DATA TO PROCESS start
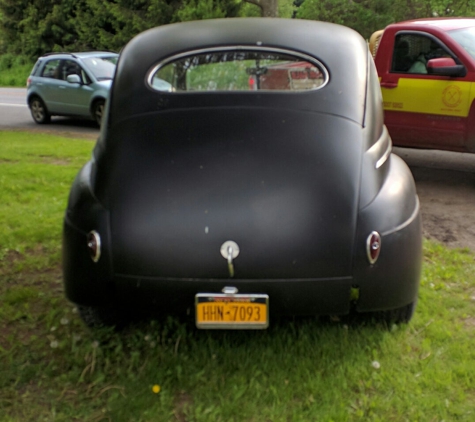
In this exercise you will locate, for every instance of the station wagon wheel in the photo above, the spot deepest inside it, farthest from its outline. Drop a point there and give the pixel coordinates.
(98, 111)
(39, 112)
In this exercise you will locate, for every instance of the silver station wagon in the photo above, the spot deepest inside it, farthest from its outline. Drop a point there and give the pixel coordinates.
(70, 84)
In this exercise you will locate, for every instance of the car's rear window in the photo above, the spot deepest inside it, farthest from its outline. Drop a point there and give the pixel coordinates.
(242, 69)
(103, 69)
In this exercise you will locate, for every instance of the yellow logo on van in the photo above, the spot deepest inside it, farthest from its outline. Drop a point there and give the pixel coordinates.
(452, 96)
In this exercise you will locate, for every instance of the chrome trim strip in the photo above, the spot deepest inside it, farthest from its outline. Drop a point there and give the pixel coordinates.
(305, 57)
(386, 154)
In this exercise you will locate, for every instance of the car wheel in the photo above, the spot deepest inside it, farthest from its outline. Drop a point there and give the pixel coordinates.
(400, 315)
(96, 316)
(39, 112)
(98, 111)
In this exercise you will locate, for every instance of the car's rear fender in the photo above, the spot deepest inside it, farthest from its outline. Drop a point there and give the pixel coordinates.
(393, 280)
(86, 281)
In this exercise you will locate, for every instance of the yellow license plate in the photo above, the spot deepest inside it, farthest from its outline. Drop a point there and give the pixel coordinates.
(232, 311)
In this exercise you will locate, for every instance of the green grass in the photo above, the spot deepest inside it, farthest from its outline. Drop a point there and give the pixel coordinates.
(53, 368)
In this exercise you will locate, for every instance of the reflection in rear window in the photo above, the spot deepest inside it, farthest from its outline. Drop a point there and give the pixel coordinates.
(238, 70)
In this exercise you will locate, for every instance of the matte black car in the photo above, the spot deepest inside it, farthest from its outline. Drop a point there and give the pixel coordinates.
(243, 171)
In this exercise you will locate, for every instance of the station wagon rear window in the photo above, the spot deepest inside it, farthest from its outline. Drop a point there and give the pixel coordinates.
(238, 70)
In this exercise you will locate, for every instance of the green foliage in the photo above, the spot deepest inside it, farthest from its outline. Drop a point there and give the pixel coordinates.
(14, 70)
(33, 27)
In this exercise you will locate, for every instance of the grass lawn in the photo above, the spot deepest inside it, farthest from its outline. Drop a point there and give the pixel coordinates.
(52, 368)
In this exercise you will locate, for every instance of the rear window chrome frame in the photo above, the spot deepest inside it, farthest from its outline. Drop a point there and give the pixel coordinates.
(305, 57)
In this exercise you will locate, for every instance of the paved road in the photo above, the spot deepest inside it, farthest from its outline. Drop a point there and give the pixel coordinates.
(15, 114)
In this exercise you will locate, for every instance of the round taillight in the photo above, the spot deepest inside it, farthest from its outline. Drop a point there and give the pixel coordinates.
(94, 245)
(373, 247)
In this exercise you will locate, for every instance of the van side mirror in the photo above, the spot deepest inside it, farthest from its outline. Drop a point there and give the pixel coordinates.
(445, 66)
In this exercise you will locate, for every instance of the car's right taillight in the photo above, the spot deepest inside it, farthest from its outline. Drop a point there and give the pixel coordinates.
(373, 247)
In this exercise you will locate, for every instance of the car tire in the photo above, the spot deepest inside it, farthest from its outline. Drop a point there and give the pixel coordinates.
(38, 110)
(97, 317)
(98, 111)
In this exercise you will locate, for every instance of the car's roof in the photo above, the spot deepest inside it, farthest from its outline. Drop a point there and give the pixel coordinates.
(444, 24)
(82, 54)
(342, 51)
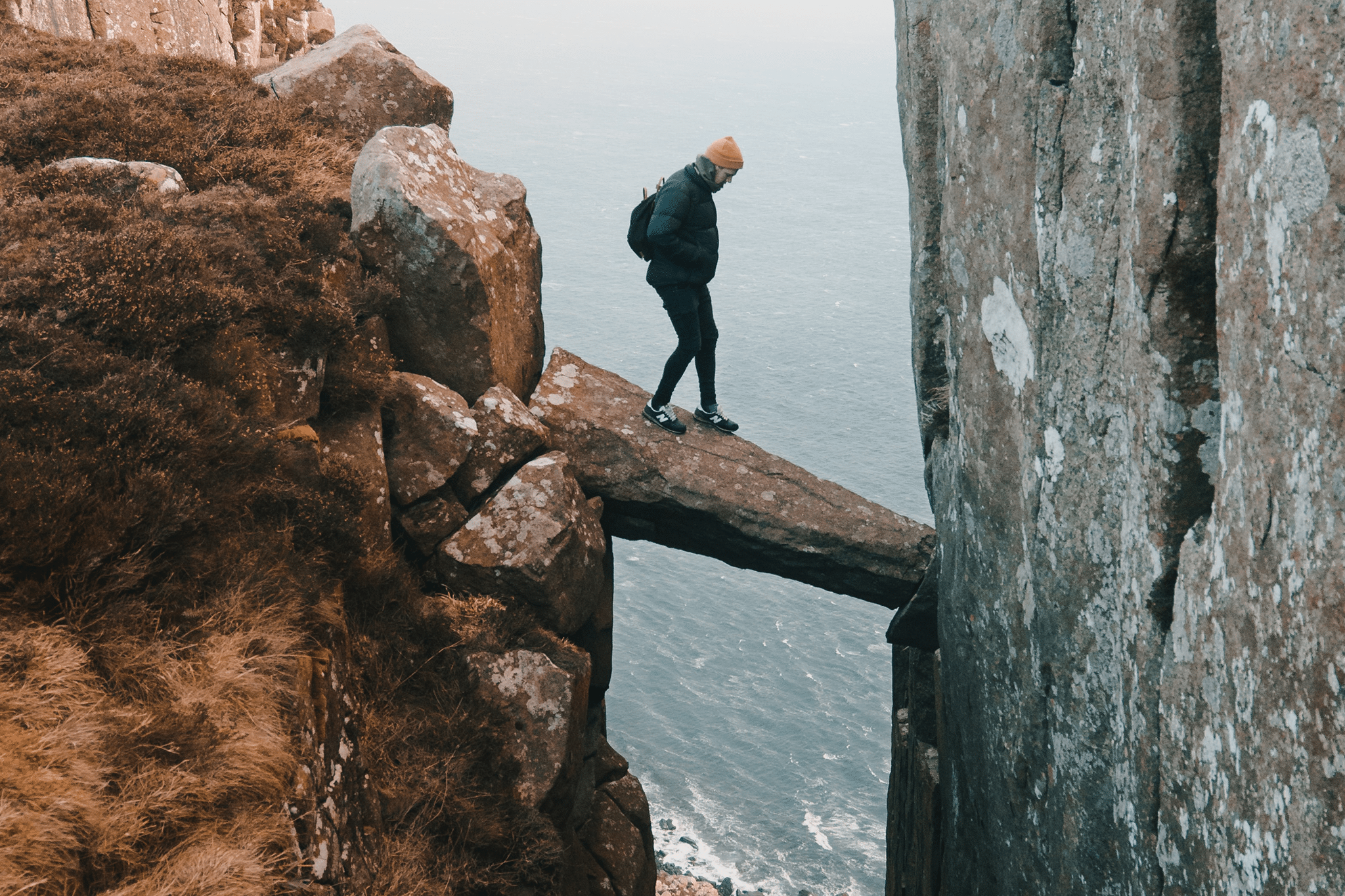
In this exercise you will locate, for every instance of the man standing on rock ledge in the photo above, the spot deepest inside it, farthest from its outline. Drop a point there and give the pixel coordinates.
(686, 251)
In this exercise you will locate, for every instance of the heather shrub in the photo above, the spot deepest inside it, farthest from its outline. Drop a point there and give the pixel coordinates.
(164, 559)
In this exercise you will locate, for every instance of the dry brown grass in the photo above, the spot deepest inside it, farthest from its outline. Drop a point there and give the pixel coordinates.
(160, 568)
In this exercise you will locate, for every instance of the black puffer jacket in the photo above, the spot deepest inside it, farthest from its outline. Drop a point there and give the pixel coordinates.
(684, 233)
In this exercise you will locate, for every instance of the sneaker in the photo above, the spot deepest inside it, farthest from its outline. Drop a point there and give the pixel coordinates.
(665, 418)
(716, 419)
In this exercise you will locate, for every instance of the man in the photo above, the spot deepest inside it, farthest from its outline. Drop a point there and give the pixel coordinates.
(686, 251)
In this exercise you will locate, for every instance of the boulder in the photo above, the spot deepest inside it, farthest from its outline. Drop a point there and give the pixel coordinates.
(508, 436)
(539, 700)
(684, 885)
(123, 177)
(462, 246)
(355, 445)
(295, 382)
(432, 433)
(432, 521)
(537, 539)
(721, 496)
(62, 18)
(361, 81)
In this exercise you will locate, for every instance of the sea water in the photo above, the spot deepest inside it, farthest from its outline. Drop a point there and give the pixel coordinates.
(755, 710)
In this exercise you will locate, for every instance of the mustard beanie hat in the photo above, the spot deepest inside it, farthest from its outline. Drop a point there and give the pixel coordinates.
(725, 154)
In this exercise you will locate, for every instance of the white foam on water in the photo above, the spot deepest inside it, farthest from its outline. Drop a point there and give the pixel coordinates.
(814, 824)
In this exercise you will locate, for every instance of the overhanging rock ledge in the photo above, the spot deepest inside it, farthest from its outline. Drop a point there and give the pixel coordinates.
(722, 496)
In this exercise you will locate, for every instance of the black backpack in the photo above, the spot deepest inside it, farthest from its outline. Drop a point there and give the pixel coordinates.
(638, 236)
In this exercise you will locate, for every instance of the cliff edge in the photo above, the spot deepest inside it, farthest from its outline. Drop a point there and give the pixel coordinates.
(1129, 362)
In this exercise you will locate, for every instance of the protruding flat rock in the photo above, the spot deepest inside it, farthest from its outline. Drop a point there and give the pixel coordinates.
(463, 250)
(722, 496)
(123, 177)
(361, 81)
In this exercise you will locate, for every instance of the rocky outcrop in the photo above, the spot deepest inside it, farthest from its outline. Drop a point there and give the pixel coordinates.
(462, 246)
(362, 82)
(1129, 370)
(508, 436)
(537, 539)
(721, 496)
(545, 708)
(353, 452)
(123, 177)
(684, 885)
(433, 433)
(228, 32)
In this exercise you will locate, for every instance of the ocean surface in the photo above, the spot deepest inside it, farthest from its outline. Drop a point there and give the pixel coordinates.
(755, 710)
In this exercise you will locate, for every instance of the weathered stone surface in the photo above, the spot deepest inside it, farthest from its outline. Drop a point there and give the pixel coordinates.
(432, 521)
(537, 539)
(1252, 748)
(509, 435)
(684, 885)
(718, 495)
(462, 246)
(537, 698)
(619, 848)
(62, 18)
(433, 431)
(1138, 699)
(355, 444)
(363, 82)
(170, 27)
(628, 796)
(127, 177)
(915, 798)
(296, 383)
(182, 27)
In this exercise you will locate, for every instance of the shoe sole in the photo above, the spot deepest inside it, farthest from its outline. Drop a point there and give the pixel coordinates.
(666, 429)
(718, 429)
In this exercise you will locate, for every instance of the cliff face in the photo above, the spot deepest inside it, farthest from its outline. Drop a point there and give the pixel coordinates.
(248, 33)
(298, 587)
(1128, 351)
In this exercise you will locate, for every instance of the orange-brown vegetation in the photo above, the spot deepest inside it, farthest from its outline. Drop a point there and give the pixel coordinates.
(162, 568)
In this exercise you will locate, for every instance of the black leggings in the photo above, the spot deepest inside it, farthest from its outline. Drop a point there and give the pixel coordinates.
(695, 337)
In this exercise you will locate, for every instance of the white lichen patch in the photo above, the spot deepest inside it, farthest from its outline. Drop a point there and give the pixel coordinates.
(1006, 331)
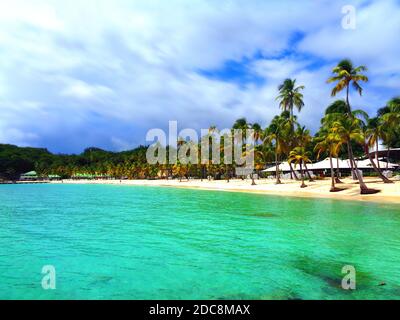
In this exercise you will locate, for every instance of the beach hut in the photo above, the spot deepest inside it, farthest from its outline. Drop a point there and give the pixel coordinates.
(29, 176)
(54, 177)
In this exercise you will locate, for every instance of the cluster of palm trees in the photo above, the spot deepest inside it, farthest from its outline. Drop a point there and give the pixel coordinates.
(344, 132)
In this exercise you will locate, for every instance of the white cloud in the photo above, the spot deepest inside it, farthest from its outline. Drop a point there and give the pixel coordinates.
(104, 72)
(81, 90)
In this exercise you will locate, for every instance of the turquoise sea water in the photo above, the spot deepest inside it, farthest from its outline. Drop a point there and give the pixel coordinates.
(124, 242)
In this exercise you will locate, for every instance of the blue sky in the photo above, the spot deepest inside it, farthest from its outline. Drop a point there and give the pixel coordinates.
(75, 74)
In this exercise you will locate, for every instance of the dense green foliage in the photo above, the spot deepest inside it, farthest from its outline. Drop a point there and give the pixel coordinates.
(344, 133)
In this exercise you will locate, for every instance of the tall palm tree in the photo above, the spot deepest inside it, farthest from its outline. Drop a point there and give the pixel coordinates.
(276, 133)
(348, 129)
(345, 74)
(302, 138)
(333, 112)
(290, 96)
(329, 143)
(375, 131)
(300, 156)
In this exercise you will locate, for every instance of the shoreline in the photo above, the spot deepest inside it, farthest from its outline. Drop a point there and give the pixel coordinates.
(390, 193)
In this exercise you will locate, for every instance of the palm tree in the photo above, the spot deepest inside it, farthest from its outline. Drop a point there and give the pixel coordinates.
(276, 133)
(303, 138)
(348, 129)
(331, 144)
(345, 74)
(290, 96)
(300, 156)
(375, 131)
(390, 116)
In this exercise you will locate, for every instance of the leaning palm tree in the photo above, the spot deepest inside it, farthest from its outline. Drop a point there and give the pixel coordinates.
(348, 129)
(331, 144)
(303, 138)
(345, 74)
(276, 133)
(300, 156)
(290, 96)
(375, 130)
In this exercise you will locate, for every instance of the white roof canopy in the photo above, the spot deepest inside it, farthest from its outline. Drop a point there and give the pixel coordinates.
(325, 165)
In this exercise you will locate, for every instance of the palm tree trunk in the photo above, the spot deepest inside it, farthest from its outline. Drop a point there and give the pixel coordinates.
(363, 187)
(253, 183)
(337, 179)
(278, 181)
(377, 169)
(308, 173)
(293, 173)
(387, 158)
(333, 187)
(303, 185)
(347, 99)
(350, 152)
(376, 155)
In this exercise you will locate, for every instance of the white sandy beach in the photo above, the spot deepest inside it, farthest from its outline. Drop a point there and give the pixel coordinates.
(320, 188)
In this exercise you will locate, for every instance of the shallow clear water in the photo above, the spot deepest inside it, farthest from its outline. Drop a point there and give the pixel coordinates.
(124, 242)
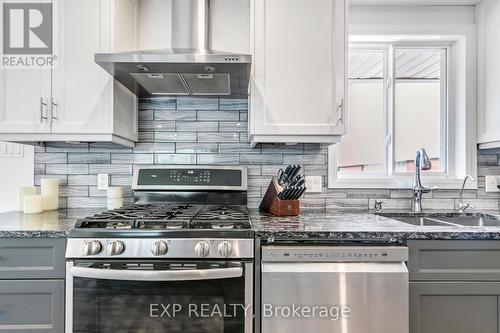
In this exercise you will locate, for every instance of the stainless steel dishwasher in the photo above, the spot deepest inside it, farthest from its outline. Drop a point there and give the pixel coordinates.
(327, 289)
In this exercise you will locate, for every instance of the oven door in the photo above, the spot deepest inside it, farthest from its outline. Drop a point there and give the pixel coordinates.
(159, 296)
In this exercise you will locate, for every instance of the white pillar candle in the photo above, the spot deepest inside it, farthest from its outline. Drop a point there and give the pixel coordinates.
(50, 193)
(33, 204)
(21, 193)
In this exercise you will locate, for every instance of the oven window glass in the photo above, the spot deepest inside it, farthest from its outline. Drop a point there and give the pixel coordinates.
DATA TO PROCESS end
> THE TASK
Copy the lines of the material word for word, starting with the line that contains "the white roof" and going on through the final line of the material. Leave the pictures out of your answer.

> REPLY
In this exercise you will locate, for every instance of the white roof canopy in the photo above, the spot deepest inside it, farthest from its outline. Drop a point there and give the pixel coordinates.
(325, 165)
In this exercise you will locate, for every instance of the palm tree trunk in the photo above, the spot deepest inside it, farthest from its outline. Drop a point there and give the pixel coordinates.
(363, 187)
(253, 183)
(337, 179)
(278, 181)
(377, 169)
(308, 173)
(293, 173)
(387, 158)
(333, 187)
(303, 185)
(347, 99)
(350, 152)
(376, 155)
In this exercise you will locate, for every instance of the white sandy beach in the photo above, the spot deepest inside it, farthest from its outline. Drop a point there and give the pixel coordinates.
(320, 188)
In this exercise you will locate, for every instance of the shallow clear water in the photo above, the spot deepest inside it, farthest from its outline. Drop a point there and give the pixel coordinates.
(124, 242)
In this exercise you will locate, for every instance of the stainless steel dishwasher in the photo above, the spot deepest inside it, farthest from its outline. Drop a point there and give the pixel coordinates.
(327, 289)
In this exercise you will locate, for every instance of the oven door in the photo above, the spot deepest inside it, farthest from its outline. Drop a point there and give the pixel coordinates.
(159, 296)
In this exercise you will locate, for every instance of the white pillar candle in the photo above, the spot deepest inside it, farthest from its outline. Drop a point there and give the pixel coordinates.
(50, 193)
(33, 204)
(21, 193)
In this exercise you will locate, for every instance of the oven window glass in the photo above, the spot deepest inside it, farthest from its outline. Drop a point there and give the pixel coordinates.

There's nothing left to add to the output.